### Task goal:
Recast every line of the rows below as a numbered list, skipping blank lines. Leave the pictures out of your answer.

◆ ◆ ◆ ◆

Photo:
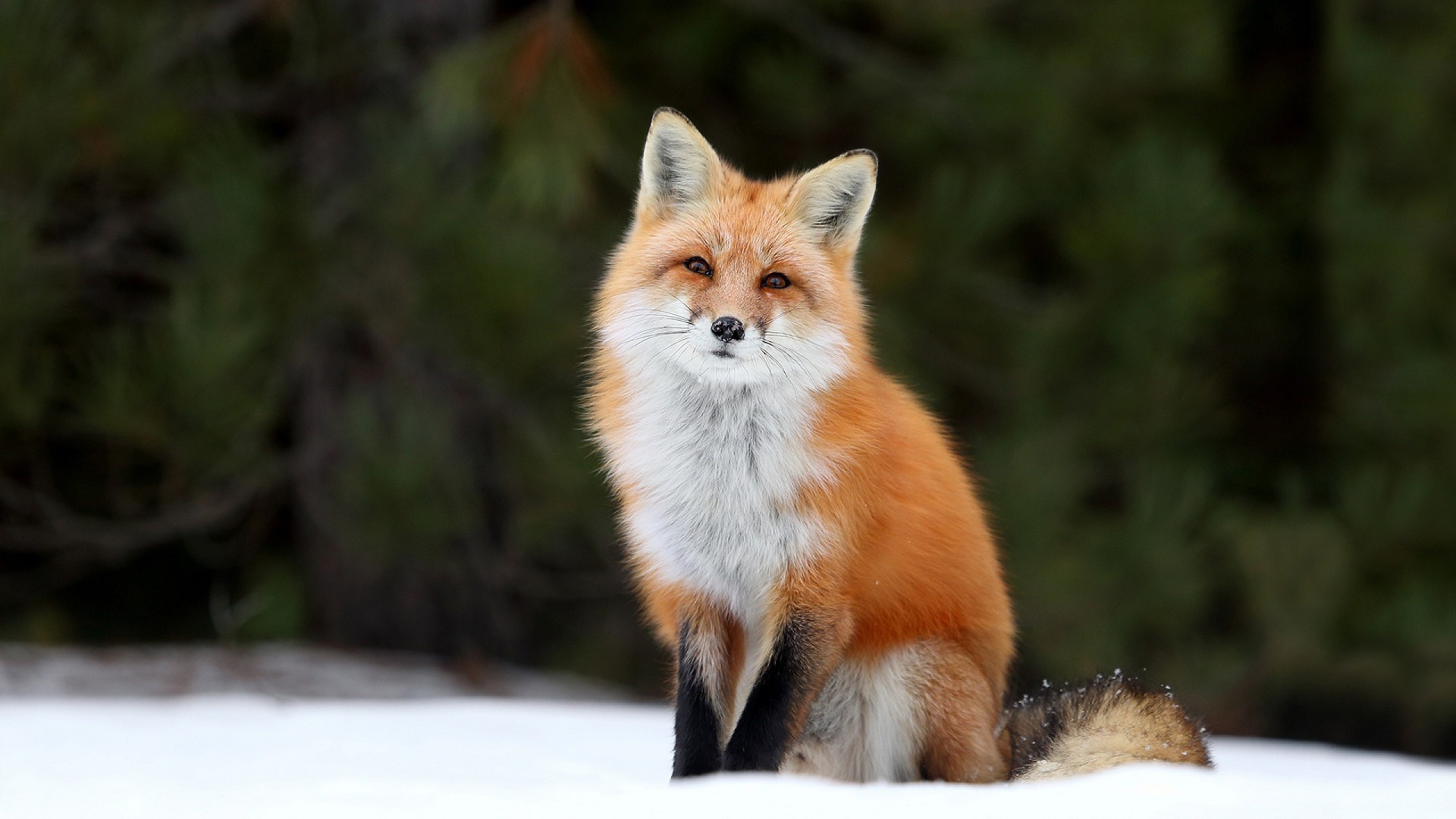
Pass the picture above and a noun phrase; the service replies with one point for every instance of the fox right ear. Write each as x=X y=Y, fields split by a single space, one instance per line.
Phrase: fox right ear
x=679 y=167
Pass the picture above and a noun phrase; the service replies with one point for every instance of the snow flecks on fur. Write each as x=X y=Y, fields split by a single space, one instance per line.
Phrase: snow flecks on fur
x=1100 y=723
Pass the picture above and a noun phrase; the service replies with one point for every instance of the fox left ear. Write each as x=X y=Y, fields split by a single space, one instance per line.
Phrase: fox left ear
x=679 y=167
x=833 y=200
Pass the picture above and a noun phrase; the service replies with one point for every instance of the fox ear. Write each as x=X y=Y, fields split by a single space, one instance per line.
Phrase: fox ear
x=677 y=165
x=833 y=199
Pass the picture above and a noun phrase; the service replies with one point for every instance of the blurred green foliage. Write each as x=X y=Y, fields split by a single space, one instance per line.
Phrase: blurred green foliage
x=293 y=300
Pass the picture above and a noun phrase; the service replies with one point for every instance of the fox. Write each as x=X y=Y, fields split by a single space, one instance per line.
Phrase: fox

◆ ◆ ◆ ◆

### Right answer:
1. Photo:
2. Pass the picture above and a noun phrase; the service replies with one point for every instance of the fox right ear. Write each as x=X y=Y, fields split by a single space, one instance per line.
3. Phrase: fox right ear
4. x=679 y=167
5. Pass the picture above and a noun phrase; the service replies with one point for every instance of the snow flecks on fur. Write each as x=X y=Y, fields split by a single space, one instance per line.
6. Phrase: snow flecks on fur
7. x=1100 y=723
8. Pass the picture above and a noun phrase; the service replies with one point for every instance of the fox left ear. Write each as x=X y=Y, fields split by a single space, one instance per line.
9. Phrase: fox left ear
10. x=679 y=167
11. x=833 y=200
12. Pass the picture above and a noun phrase; the service replies with one point for every instance of the fox ear. Write each as x=X y=Y, fields split by a single space, one instance per line.
13. Phrase: fox ear
14. x=677 y=165
15. x=833 y=199
16. Pass the picture above and a noun phrase; the service replies with one point for every instance of the blurred green foliage. Write each as x=X y=Y, fields split by a single space, one instance per line.
17. Phrase: blurred green foliage
18. x=293 y=300
19. Pass the picture above and a noun phrase; the service replies with one point for every instance of the fox. Write each as x=X y=Y, fields split by a single space, one instance per line.
20. Phrase: fox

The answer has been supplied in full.